> [What you have to do]: Nothing but the pictures should be dropped; repeat the rest of the data below exactly.

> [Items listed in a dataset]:
:::

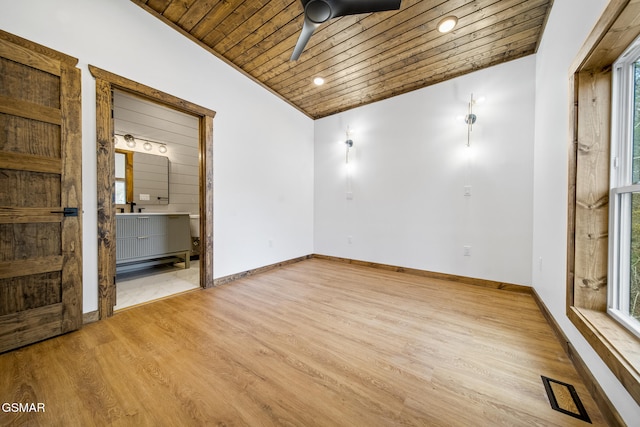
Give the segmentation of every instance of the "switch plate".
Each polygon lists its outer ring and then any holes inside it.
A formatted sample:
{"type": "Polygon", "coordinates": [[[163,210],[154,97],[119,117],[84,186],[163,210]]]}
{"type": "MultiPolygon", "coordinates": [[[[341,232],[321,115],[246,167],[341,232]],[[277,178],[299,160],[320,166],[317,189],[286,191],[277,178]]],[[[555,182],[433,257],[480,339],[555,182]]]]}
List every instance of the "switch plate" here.
{"type": "Polygon", "coordinates": [[[465,245],[462,247],[462,255],[471,256],[471,246],[465,245]]]}
{"type": "Polygon", "coordinates": [[[353,191],[347,191],[347,200],[353,200],[353,191]]]}
{"type": "Polygon", "coordinates": [[[465,197],[470,197],[471,196],[471,186],[470,185],[465,185],[464,186],[464,196],[465,197]]]}

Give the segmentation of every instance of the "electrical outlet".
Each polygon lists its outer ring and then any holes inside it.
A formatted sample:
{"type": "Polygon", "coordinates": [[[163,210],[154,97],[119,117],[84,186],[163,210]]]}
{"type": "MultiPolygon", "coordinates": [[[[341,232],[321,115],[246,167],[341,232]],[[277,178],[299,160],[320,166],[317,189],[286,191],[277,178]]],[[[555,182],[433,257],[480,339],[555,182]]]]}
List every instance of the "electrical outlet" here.
{"type": "Polygon", "coordinates": [[[470,185],[465,185],[464,186],[464,196],[465,197],[471,197],[471,186],[470,185]]]}
{"type": "Polygon", "coordinates": [[[352,244],[353,243],[353,236],[347,236],[347,243],[348,244],[352,244]]]}
{"type": "Polygon", "coordinates": [[[462,255],[471,256],[471,246],[465,245],[462,247],[462,255]]]}

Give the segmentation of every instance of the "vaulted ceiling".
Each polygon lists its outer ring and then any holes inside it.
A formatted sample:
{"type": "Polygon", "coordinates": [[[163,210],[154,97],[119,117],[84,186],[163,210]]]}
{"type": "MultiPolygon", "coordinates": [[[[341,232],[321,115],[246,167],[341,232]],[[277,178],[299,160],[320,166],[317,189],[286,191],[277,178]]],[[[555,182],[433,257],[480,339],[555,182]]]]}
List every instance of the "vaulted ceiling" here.
{"type": "Polygon", "coordinates": [[[322,24],[291,61],[300,0],[132,1],[312,118],[533,54],[553,3],[402,0],[397,11],[322,24]],[[457,26],[438,32],[448,15],[457,26]]]}

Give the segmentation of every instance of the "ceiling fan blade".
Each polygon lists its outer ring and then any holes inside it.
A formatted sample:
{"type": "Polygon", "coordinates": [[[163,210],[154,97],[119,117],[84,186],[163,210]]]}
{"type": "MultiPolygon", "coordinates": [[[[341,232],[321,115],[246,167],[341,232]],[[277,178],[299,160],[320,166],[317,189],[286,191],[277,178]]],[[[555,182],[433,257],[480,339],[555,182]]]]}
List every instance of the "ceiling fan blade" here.
{"type": "Polygon", "coordinates": [[[326,0],[331,6],[331,17],[384,12],[400,9],[401,0],[326,0]]]}
{"type": "Polygon", "coordinates": [[[291,61],[297,61],[300,58],[300,54],[304,50],[305,46],[309,42],[311,35],[318,28],[320,24],[317,24],[309,19],[304,19],[304,24],[302,25],[302,31],[300,32],[300,36],[298,37],[298,42],[296,43],[295,49],[293,49],[293,53],[291,54],[291,61]]]}

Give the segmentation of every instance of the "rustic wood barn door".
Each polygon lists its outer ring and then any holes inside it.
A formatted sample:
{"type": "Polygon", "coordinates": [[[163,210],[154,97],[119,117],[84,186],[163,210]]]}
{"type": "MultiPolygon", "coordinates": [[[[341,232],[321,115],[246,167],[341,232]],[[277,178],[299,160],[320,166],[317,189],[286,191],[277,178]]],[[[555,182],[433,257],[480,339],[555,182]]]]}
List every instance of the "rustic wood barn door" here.
{"type": "Polygon", "coordinates": [[[82,325],[76,63],[0,31],[0,352],[82,325]]]}

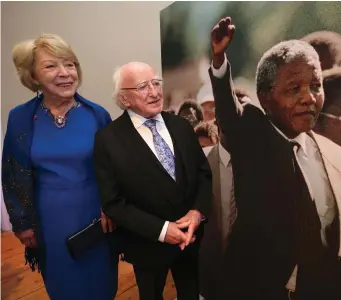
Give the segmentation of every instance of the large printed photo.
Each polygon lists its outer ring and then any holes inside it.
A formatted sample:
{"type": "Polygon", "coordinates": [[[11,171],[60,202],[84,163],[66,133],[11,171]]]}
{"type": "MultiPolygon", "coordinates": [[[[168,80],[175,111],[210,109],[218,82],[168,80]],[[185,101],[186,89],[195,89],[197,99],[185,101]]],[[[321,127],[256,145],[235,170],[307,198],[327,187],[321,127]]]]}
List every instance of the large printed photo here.
{"type": "Polygon", "coordinates": [[[175,2],[165,109],[212,170],[200,293],[341,299],[340,2],[175,2]]]}

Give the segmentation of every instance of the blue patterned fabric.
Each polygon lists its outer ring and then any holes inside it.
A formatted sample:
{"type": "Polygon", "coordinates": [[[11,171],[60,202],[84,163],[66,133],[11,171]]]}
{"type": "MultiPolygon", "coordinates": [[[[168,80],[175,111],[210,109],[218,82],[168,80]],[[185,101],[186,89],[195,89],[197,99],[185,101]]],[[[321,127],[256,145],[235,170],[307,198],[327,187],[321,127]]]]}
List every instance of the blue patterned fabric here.
{"type": "Polygon", "coordinates": [[[97,130],[96,116],[84,104],[70,110],[62,129],[41,108],[36,113],[31,145],[35,208],[45,250],[43,279],[53,300],[111,300],[116,293],[117,261],[110,264],[109,240],[76,260],[65,243],[101,216],[92,163],[97,130]]]}
{"type": "MultiPolygon", "coordinates": [[[[39,232],[37,207],[35,206],[36,190],[31,159],[31,147],[36,122],[36,112],[41,105],[43,95],[13,108],[8,117],[7,131],[2,152],[2,189],[14,232],[32,228],[39,232]]],[[[96,118],[97,127],[102,128],[111,122],[109,113],[102,107],[78,93],[75,100],[89,107],[96,118]]],[[[25,249],[26,263],[34,271],[41,270],[43,247],[25,249]]]]}
{"type": "Polygon", "coordinates": [[[156,120],[149,119],[144,125],[150,129],[153,134],[153,142],[157,157],[160,163],[166,169],[168,174],[175,180],[175,159],[172,150],[156,130],[156,120]]]}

:::

> [Solution to the problem]:
Give the segmentation of every instance of the "switch plate".
Each polygon lists its outer ring and then any holes inside it.
A formatted sample:
{"type": "Polygon", "coordinates": [[[163,210],[154,97],[119,117],[84,186],[163,210]]]}
{"type": "MultiPolygon", "coordinates": [[[[341,232],[321,115],[246,167],[341,232]],[[277,178],[299,160],[320,166],[317,189],[286,191],[277,178]]],[[[555,182],[433,257],[480,339],[555,182]]]]}
List every instance of the "switch plate" here.
{"type": "Polygon", "coordinates": [[[465,245],[462,247],[462,255],[471,256],[471,246],[465,245]]]}
{"type": "Polygon", "coordinates": [[[353,191],[347,191],[347,200],[353,200],[353,191]]]}
{"type": "Polygon", "coordinates": [[[465,197],[470,197],[471,196],[471,186],[470,185],[465,185],[464,186],[464,196],[465,197]]]}

Give the segmentation of every instance of the "electrical outlet".
Each polygon lists its outer ring and then any holes inside it.
A formatted sample:
{"type": "Polygon", "coordinates": [[[163,210],[154,97],[119,117],[84,186],[163,210]]]}
{"type": "MultiPolygon", "coordinates": [[[[341,232],[321,115],[246,167],[341,232]],[[277,178],[299,160],[320,166],[317,189],[286,191],[277,178]]],[[[555,182],[433,257],[480,339],[555,182]]]]}
List every instance of the "electrical outlet" here.
{"type": "Polygon", "coordinates": [[[470,185],[465,185],[464,186],[464,196],[465,197],[471,197],[471,186],[470,185]]]}
{"type": "Polygon", "coordinates": [[[352,244],[353,243],[353,236],[347,236],[347,243],[348,244],[352,244]]]}
{"type": "Polygon", "coordinates": [[[462,255],[471,256],[471,246],[465,245],[462,247],[462,255]]]}

Give the segmentation of every instance of the "vaulted ceiling".
Each polygon lists its outer ring and then any holes inside it.
A formatted sample:
{"type": "Polygon", "coordinates": [[[163,210],[154,97],[119,117],[84,186],[163,210]]]}
{"type": "MultiPolygon", "coordinates": [[[[341,232],[321,115],[246,167],[341,232]],[[277,178],[299,160],[320,166],[317,189],[286,191],[277,178]]],[[[555,182],[433,257],[480,339],[555,182]]]]}
List every instance of the "vaulted ceiling" here.
{"type": "Polygon", "coordinates": [[[322,24],[291,61],[300,0],[132,1],[312,118],[533,54],[553,3],[402,0],[397,11],[322,24]],[[457,26],[438,32],[448,15],[457,26]]]}

Give the segmentation of every instance of the "ceiling fan blade".
Each polygon lists its outer ring and then any holes inside it.
A formatted sample:
{"type": "Polygon", "coordinates": [[[163,210],[154,97],[119,117],[84,186],[163,210]]]}
{"type": "MultiPolygon", "coordinates": [[[[341,232],[321,115],[246,167],[341,232]],[[277,178],[299,160],[320,166],[317,189],[286,191],[277,178]]],[[[555,182],[433,257],[480,339],[555,182]]]]}
List every instance of the "ceiling fan blade" here.
{"type": "Polygon", "coordinates": [[[326,0],[331,6],[331,17],[384,12],[400,9],[401,0],[326,0]]]}
{"type": "Polygon", "coordinates": [[[291,61],[297,61],[300,58],[300,54],[304,50],[305,46],[309,42],[311,35],[318,28],[320,24],[317,24],[309,19],[304,19],[304,24],[302,25],[302,31],[300,32],[300,36],[298,37],[298,42],[296,43],[295,49],[293,49],[293,53],[291,54],[291,61]]]}

Give the segmentation of every instance of the "rustic wood barn door".
Each polygon lists its outer ring and then any holes inside it.
A formatted sample:
{"type": "Polygon", "coordinates": [[[163,210],[154,97],[119,117],[84,186],[163,210]]]}
{"type": "MultiPolygon", "coordinates": [[[[341,232],[321,115],[246,167],[341,232]],[[277,178],[299,160],[320,166],[317,189],[286,191],[277,178]]],[[[555,182],[433,257],[480,339],[555,182]]]]}
List every instance of the "rustic wood barn door" here.
{"type": "Polygon", "coordinates": [[[82,325],[76,63],[0,31],[0,352],[82,325]]]}

Give the segmentation of every instance of the large printed photo.
Each polygon lists its outer ring and then any holes inside it.
A formatted sample:
{"type": "Polygon", "coordinates": [[[11,171],[60,202],[84,163],[66,133],[11,171]]]}
{"type": "MultiPolygon", "coordinates": [[[[168,80],[175,111],[210,109],[218,82],[168,80]],[[185,101],[186,89],[195,89],[197,99],[185,101]]],[[[321,127],[256,145],[235,170],[307,198],[327,187],[321,127]]]]}
List every instance of the large printed photo here.
{"type": "Polygon", "coordinates": [[[175,2],[165,109],[212,170],[200,293],[341,299],[340,2],[175,2]]]}

Give the segmentation of every instance of the blue patterned fabric.
Each polygon lists its outer ring and then any holes inside it.
A formatted sample:
{"type": "Polygon", "coordinates": [[[11,171],[60,202],[84,163],[66,133],[11,171]]]}
{"type": "MultiPolygon", "coordinates": [[[[168,80],[175,111],[210,109],[218,82],[168,80]],[[185,101],[186,89],[195,89],[197,99],[185,101]]],[[[321,127],[256,145],[235,170],[307,198],[327,187],[321,127]]]]}
List every instance of the blue patterned fabric here.
{"type": "Polygon", "coordinates": [[[97,130],[96,116],[84,104],[70,110],[62,129],[41,108],[36,113],[31,145],[35,208],[45,250],[43,279],[53,300],[111,300],[116,293],[117,261],[110,264],[109,240],[76,260],[65,243],[101,216],[92,163],[97,130]]]}
{"type": "MultiPolygon", "coordinates": [[[[39,232],[37,207],[35,206],[36,190],[31,159],[31,147],[36,122],[36,112],[41,105],[43,95],[13,108],[8,117],[7,131],[2,152],[2,189],[14,232],[32,228],[39,232]]],[[[96,118],[97,127],[102,128],[111,122],[109,113],[102,107],[78,93],[75,100],[89,107],[96,118]]],[[[25,249],[26,263],[34,271],[41,270],[43,247],[25,249]]]]}
{"type": "Polygon", "coordinates": [[[156,120],[149,119],[144,125],[150,129],[153,134],[153,142],[157,157],[160,163],[166,169],[168,174],[175,180],[175,159],[172,150],[156,130],[156,120]]]}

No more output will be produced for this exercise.